▸ **WHAT TO DO**
A - From the review of the book on women's gender-crossing, quote everything between "I never thought" and "middlebrow The People.", inclusive.
B - Answer these questions from the review of the book on women's gender-crossing:
(i) Which two Sunday newspapers do Alison Oram's representations come from?
(ii) What publication year does the review give for The Well of Loneliness?
(iii) Where did Oram carry out her archival research?

── PAGE EXTRACT

Her Husband Was a Woman: Women's Gender-Crossing in Modern British Popular Culture

May 29, 2008

I never thought I'd say this, but this book won me over as a fan of News of the World. By opening up six decades' worth of representations of women's cross-dressing to be found in the pages of the two popular Sunday newspapers, The People and News of the World, Alison Oram has provided us with a valuable, original and fascinating historical insight on cross-dressing from the British press. And News of the World, a paper my mother always refused to have in the house, comes out surprisingly well, compared with the slightly more prissy and middlebrow The People.

As with most cultural history projects, conventional archivists and textual detectives search first within established literary genres for ideas about social practices. Typically this has meant histories skewed toward the middle classes, towards norms and icons of citizenship that have left (through ignorance, difficulty, or contempt) "ordinary" lives undocumented or at best weakly researched.

There have been counter-trends of course, not least of which has been the near-revered Mass Observation archives, but histories of cross-dressing, transgenderism, lesbianism - in fact all types of gender/sexual transgression from the first part of the 20th century - have relied too heavily on that urtext, Radclyffe Hall's The Well of Loneliness (1926), which collapsed into one single memorable metaphor, namely the sexual invert as crucified Christ. The Well of Loneliness is a powerful tragedy, after which one would be tempted to assume that for all pre-Second World War gender deviants life was hell.

But Oram shows, through her painstaking archival research at the brilliant British Library Newspapers in Colindale, north London, how this representation of mannish-woman misery was unrecognisable to the mass readership of working-class consumers.

────
── PROVIDED MATERIAL

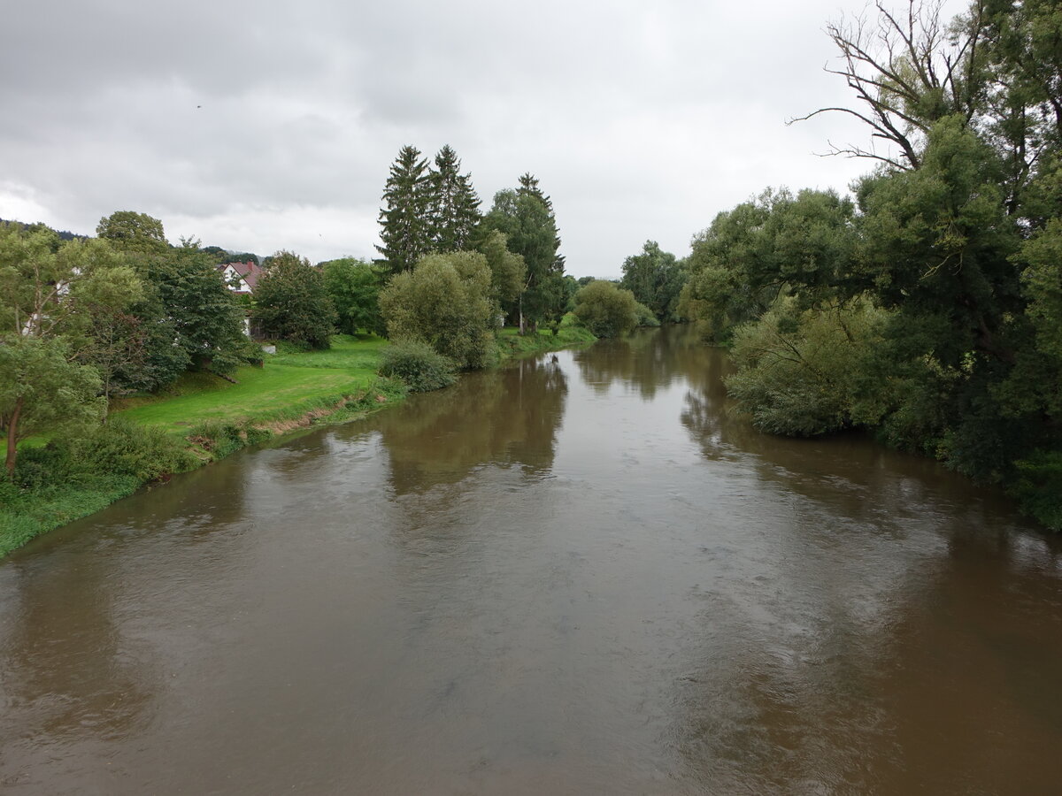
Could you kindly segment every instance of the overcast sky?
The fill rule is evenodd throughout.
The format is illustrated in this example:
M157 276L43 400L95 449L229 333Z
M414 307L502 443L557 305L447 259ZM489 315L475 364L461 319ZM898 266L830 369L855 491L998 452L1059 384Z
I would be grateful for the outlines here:
M376 256L388 170L445 143L483 209L535 174L575 276L683 256L768 186L846 190L822 67L862 0L24 0L0 25L0 218L320 261ZM961 3L949 3L957 10Z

────

▸ **ANSWER LIST**
A -
I never thought I'd say this, but this book won me over as a fan of News of the World. By opening up six decades' worth of representations of women's cross-dressing to be found in the pages of the two popular Sunday newspapers, The People and News of the World, Alison Oram has provided us with a valuable, original and fascinating historical insight on cross-dressing from the British press. And News of the World, a paper my mother always refused to have in the house, comes out surprisingly well, compared with the slightly more prissy and middlebrow The People.

B -
(i) The People and News of the World
(ii) 1926
(iii) At the British Library Newspapers in Colindale, north London